### Given problem
Can you reproduce all of these items, swapping "thickest part" for "widest part" and leaving everything else untouched?

================================

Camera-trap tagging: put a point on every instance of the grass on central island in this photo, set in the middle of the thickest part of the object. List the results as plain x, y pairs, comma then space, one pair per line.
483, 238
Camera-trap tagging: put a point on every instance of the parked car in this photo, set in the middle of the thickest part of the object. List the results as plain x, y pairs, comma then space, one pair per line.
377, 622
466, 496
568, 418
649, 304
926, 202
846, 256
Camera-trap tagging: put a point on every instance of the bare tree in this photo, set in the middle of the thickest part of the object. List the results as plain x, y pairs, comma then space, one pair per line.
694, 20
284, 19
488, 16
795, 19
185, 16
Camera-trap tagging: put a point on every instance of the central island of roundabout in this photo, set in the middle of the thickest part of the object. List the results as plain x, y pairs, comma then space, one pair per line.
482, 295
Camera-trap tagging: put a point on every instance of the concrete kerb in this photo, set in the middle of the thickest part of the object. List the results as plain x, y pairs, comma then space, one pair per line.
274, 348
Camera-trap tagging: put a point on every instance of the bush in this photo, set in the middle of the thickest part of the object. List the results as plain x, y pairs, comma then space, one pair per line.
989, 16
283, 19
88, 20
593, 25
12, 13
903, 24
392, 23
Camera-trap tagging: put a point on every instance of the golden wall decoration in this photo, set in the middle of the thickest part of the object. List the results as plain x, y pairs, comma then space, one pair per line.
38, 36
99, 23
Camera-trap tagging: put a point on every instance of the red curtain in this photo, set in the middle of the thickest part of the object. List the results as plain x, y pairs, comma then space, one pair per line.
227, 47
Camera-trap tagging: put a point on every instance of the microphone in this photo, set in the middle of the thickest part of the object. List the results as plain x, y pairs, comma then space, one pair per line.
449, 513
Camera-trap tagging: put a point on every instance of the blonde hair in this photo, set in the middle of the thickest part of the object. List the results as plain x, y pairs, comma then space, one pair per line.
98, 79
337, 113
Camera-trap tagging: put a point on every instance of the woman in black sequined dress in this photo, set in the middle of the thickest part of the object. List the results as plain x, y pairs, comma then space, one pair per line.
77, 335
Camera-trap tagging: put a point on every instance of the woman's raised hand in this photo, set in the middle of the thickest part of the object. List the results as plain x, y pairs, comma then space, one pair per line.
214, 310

================================

### Solution below
Camera-trap tagging: put a point on every instance of the grass on central island in this photo, set in the middle of the widest part of the object. List the results as plain x, y pairs, comma then space, one pair per line.
483, 238
Camera-trap tagging: put a point on every instance of the parked car in this photo, set in the middle of the widest part of the object. List the results as plain x, y pairs, comma then space, one pair per line.
377, 622
466, 496
568, 418
649, 304
926, 202
846, 256
Camera-trap tagging: put a point on every instance of the bare tree in this photo, set in the middle of the widest part of the object. List the results as plain x, y pairs, comma then space, one pair per line.
694, 20
284, 19
488, 16
795, 19
185, 16
Camera-trap tagging: put a point on every instance of the central island of roundabout in this photo, set in the middle of the widest part of the object. List the results as plain x, y pairs, comma then space, one pair per line.
482, 295
Camera-trap tagging: put a point on every instance of the concrete kerb in this photo, set in the middle of the widest part of the object. List the results as plain x, y pairs, comma then space, one pair per line.
274, 348
Camera-trap tagging: put a point on every instance of the bush in this photo, set in the middle of the widest part of the object. List the results as plain x, y pairs, comma then space, one pair per line.
989, 16
283, 19
88, 20
593, 25
12, 13
903, 24
392, 23
Camera-trap tagging: put a point on every instance of the golden wall decoration in this photo, set in the middle of the widest part of the object. List the results as plain x, y pairs, comma then space, one pair per line.
38, 36
99, 23
Camera-trap tagging: put a point on every instance of the red curtain in this photo, set in the middle of the widest part of the object. List the results as plain x, y pairs, comma then space, one pair per line.
227, 47
Camera-trap tagging: put a point on every instance of the microphone in this photo, set in the middle of the widest part of the object. List the results as plain x, y pairs, comma then space, one pair per line.
449, 513
Camera-trap tagging: put a point on every instance of the blonde hair in this photo, set in the middle of the widest part of the object. List the results as plain x, y pairs, comma then space, one pair per line.
98, 79
337, 113
Camera-trap tagging: put a point on every instance of the woman in black sequined dress in this photo, set in the middle of the widest part of the object. List the results as plain x, y pairs, comma then space, one pair per line.
77, 335
Camera-trap tagging: put a point on every instance of the woman's raised hand in this photo, set in the middle of the widest part of the object. List the results as plain x, y pairs, comma then space, one pair per line.
214, 310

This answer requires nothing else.